DIRECTION ▸
Please copy out, unchanged, the part of the lines below that opens with the line containing "vest button -> outline every instance" and closes with the line containing "[[[46,208],[45,207],[42,208],[42,213],[46,213]]]", both of those lines included.

Outline records for named regions
——————————
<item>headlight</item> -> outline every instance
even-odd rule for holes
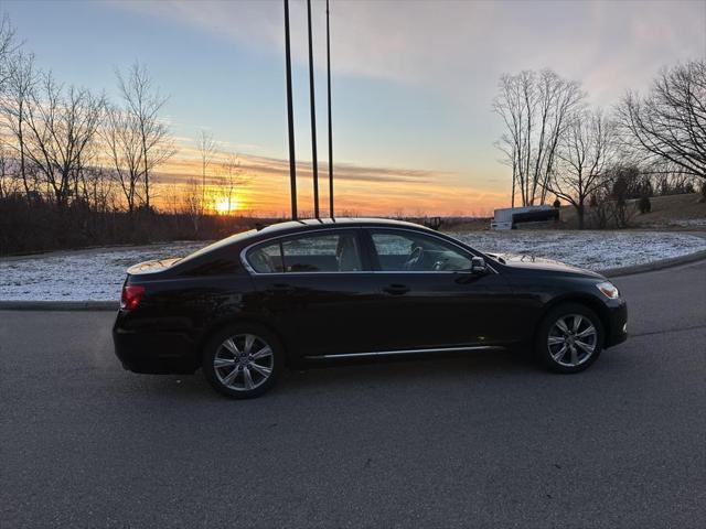
[[[596,287],[603,293],[606,298],[614,300],[616,298],[620,296],[618,288],[610,281],[603,281],[602,283],[598,283]]]

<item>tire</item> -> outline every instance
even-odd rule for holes
[[[577,319],[578,328],[575,327]],[[598,359],[603,336],[603,326],[593,311],[580,303],[563,303],[542,320],[534,349],[550,370],[579,373]]]
[[[220,393],[252,399],[275,385],[285,368],[285,352],[277,336],[266,327],[232,325],[208,341],[202,368],[208,384]]]

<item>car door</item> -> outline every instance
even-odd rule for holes
[[[370,343],[376,282],[360,230],[324,229],[246,252],[258,302],[297,357],[356,353]]]
[[[379,350],[492,346],[503,342],[506,281],[471,273],[473,255],[413,229],[366,228],[375,268],[371,312]]]

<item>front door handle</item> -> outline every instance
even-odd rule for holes
[[[280,294],[291,294],[295,292],[295,288],[291,284],[286,284],[286,283],[275,283],[272,285],[270,285],[269,289],[270,292],[277,292]]]
[[[402,295],[409,292],[409,287],[406,284],[389,284],[383,289],[383,292],[387,292],[392,295]]]

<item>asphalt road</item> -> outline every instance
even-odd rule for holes
[[[585,374],[511,354],[139,376],[110,313],[0,312],[0,527],[705,527],[706,263],[620,278]]]

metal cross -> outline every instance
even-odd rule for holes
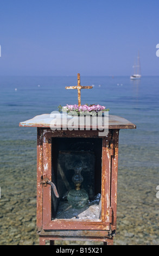
[[[80,74],[77,74],[78,86],[67,86],[66,89],[78,89],[78,106],[81,106],[81,89],[92,89],[92,86],[81,86],[80,83]]]

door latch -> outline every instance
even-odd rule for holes
[[[59,198],[59,195],[58,192],[58,190],[57,190],[56,186],[53,182],[52,182],[52,181],[50,181],[50,180],[47,177],[43,179],[43,180],[41,181],[40,184],[42,184],[44,187],[47,187],[48,184],[50,185],[53,188],[53,192],[55,197],[57,197],[57,198]]]

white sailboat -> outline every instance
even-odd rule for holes
[[[141,77],[141,65],[140,65],[140,58],[139,54],[138,53],[137,60],[137,64],[136,64],[136,62],[135,62],[135,65],[133,66],[134,69],[134,75],[132,75],[130,76],[130,79],[140,79]]]

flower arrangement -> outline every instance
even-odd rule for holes
[[[99,105],[96,105],[95,104],[92,104],[90,105],[85,104],[80,106],[78,106],[77,105],[68,105],[67,104],[64,107],[62,107],[62,106],[60,105],[59,106],[58,108],[59,112],[63,111],[64,112],[66,112],[68,114],[72,114],[72,112],[75,111],[78,113],[78,115],[80,115],[80,114],[84,113],[85,114],[87,113],[94,114],[98,113],[98,112],[103,113],[105,111],[109,111],[109,109],[106,109],[105,107],[104,106],[100,106]]]

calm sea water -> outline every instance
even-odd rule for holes
[[[1,140],[35,139],[36,129],[19,128],[19,122],[58,110],[60,104],[77,103],[77,90],[65,89],[77,83],[76,77],[1,77]],[[82,90],[82,103],[104,105],[110,114],[137,125],[136,131],[122,131],[122,143],[157,143],[159,77],[82,77],[81,84],[94,85]]]
[[[129,77],[81,76],[81,82],[83,86],[94,86],[91,90],[81,90],[82,103],[105,106],[110,114],[121,116],[136,125],[136,130],[120,131],[118,209],[122,212],[122,205],[125,209],[129,203],[136,204],[138,214],[142,211],[148,214],[145,218],[151,222],[157,218],[159,206],[156,197],[159,185],[159,76],[142,77],[138,81],[131,81]],[[17,194],[18,190],[21,205],[23,197],[31,196],[30,191],[36,195],[36,129],[20,127],[19,123],[50,113],[58,110],[60,104],[77,103],[77,90],[65,89],[65,86],[77,84],[75,76],[0,77],[0,186],[2,196],[8,198],[9,203],[10,195]],[[19,208],[14,209],[18,214]],[[136,212],[128,211],[129,214],[133,218]],[[132,220],[132,232],[135,233],[133,223],[136,220]],[[148,221],[142,220],[144,229]],[[152,225],[157,237],[158,229],[156,223]],[[4,228],[6,236],[5,230]],[[145,236],[149,235],[149,230],[148,227]],[[150,243],[158,242],[152,241]]]

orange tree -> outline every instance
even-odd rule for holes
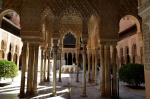
[[[120,81],[139,86],[144,83],[144,66],[142,64],[126,64],[119,69]]]

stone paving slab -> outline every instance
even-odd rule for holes
[[[98,73],[99,74],[99,73]],[[38,85],[39,95],[32,98],[20,98],[20,99],[109,99],[99,96],[99,82],[95,86],[93,83],[86,83],[87,97],[81,97],[82,93],[82,72],[79,74],[79,82],[76,81],[76,74],[62,74],[62,82],[57,82],[57,96],[50,97],[52,92],[52,75],[50,82],[45,82]],[[87,77],[87,76],[86,76]],[[88,78],[88,77],[87,77]],[[38,79],[39,81],[39,79]],[[58,81],[58,75],[57,80]],[[145,99],[144,90],[133,90],[124,86],[124,83],[119,84],[119,99]],[[14,79],[11,85],[6,87],[0,87],[0,99],[19,99],[20,89],[20,74]]]

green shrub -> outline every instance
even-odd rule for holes
[[[0,60],[0,79],[14,78],[18,74],[17,65],[8,60]]]
[[[119,69],[120,81],[139,86],[144,83],[144,66],[142,64],[126,64]]]

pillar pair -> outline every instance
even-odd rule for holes
[[[27,60],[27,47],[29,47],[29,59]],[[22,74],[21,74],[21,87],[20,97],[25,96],[25,78],[27,78],[27,91],[26,96],[36,96],[37,93],[37,71],[38,71],[38,43],[27,43],[24,42],[22,50]],[[28,63],[27,63],[28,62]],[[25,77],[26,66],[28,64],[27,77]]]
[[[116,46],[112,46],[112,67],[110,65],[110,45],[100,45],[100,94],[101,96],[111,96],[111,74],[112,68],[113,88],[112,96],[117,96],[117,78],[116,78]]]
[[[48,56],[48,63],[47,61]],[[43,60],[44,59],[44,60]],[[50,48],[44,49],[41,47],[41,71],[40,71],[40,83],[44,81],[50,81]],[[47,71],[47,77],[46,77]]]

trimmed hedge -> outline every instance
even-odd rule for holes
[[[119,69],[120,81],[128,84],[139,86],[144,83],[144,65],[142,64],[126,64]]]
[[[0,79],[14,78],[18,75],[17,65],[8,60],[0,60]]]

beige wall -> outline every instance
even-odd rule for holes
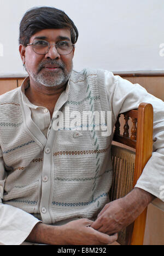
[[[164,101],[164,74],[119,74],[133,84],[140,84]],[[22,78],[0,78],[0,95],[20,86],[23,80]],[[148,207],[144,245],[164,245],[164,212],[151,204]]]

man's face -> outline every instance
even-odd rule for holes
[[[32,36],[30,44],[40,39],[50,44],[57,44],[63,40],[71,42],[71,32],[67,28],[43,30]],[[22,59],[27,73],[34,83],[57,88],[67,83],[73,69],[74,49],[67,55],[60,55],[54,45],[51,45],[49,51],[45,55],[34,53],[32,45],[27,46],[24,54],[22,49],[20,46]]]

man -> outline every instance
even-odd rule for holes
[[[163,102],[108,71],[74,71],[78,32],[63,11],[34,8],[20,28],[19,50],[29,77],[21,88],[1,96],[0,242],[110,244],[159,197]],[[55,130],[56,113],[66,114],[67,107],[81,115],[112,111],[113,130],[120,113],[142,102],[154,108],[154,153],[136,188],[109,203],[113,133]]]

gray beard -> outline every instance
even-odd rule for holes
[[[33,73],[31,70],[27,71],[25,65],[24,65],[24,67],[29,75],[36,83],[41,84],[46,87],[56,87],[57,88],[60,88],[68,82],[73,70],[72,66],[70,72],[68,72],[66,70],[65,65],[62,64],[60,65],[61,69],[59,71],[57,71],[57,72],[50,71],[49,72],[47,71],[40,72],[42,66],[40,67],[37,74]]]

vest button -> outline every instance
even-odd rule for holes
[[[46,154],[50,154],[50,153],[51,153],[51,149],[50,148],[46,148],[45,149],[45,152]]]
[[[43,178],[43,181],[46,182],[49,179],[49,178],[46,175]]]
[[[46,208],[45,207],[42,208],[42,213],[46,213]]]

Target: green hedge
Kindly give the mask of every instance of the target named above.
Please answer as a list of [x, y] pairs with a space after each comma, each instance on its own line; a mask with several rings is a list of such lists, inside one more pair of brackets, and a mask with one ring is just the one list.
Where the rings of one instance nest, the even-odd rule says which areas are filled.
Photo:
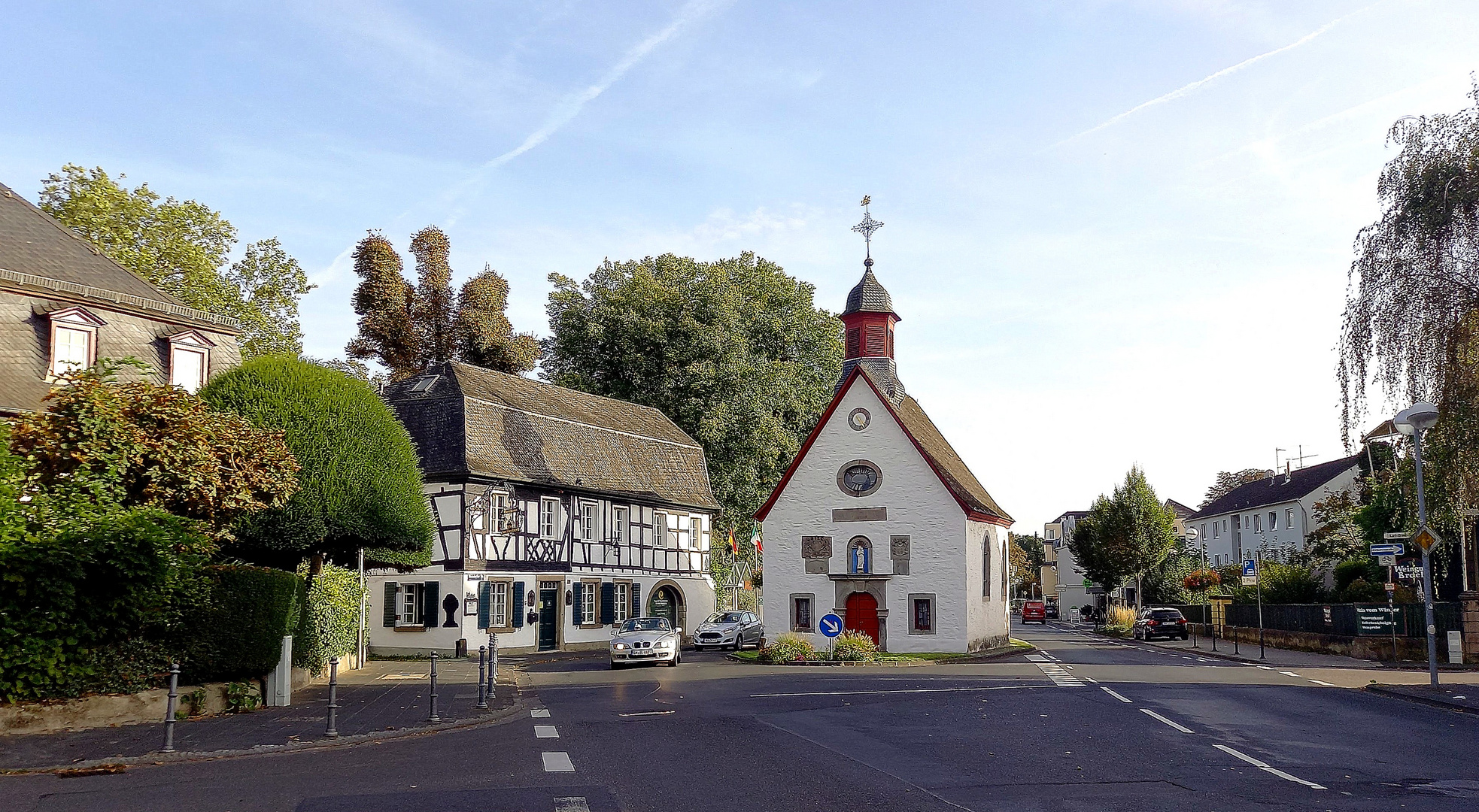
[[262, 566], [207, 566], [210, 595], [180, 640], [185, 683], [259, 677], [282, 657], [282, 637], [297, 629], [303, 580]]
[[[308, 566], [299, 568], [306, 575]], [[355, 649], [355, 627], [359, 623], [359, 602], [364, 589], [353, 569], [331, 564], [314, 577], [293, 636], [293, 664], [319, 674], [328, 660]]]

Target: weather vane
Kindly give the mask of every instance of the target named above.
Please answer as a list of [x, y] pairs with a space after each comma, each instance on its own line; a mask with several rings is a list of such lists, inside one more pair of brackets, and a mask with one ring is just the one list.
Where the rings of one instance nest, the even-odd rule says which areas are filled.
[[870, 203], [873, 203], [873, 197], [862, 195], [862, 222], [852, 226], [852, 229], [862, 235], [864, 251], [867, 253], [867, 259], [862, 263], [873, 268], [873, 232], [883, 228], [883, 223], [874, 220], [873, 214], [868, 213]]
——————————
ANSWER TO THIS EXERCISE ▸
vest button -> outline every instance
even-odd rule for holes
[[[46,154],[50,154],[50,153],[51,153],[51,149],[50,148],[46,148],[45,149],[45,152]]]
[[[43,178],[43,181],[46,182],[49,179],[49,178],[46,175]]]
[[[46,208],[45,207],[42,208],[42,213],[46,213]]]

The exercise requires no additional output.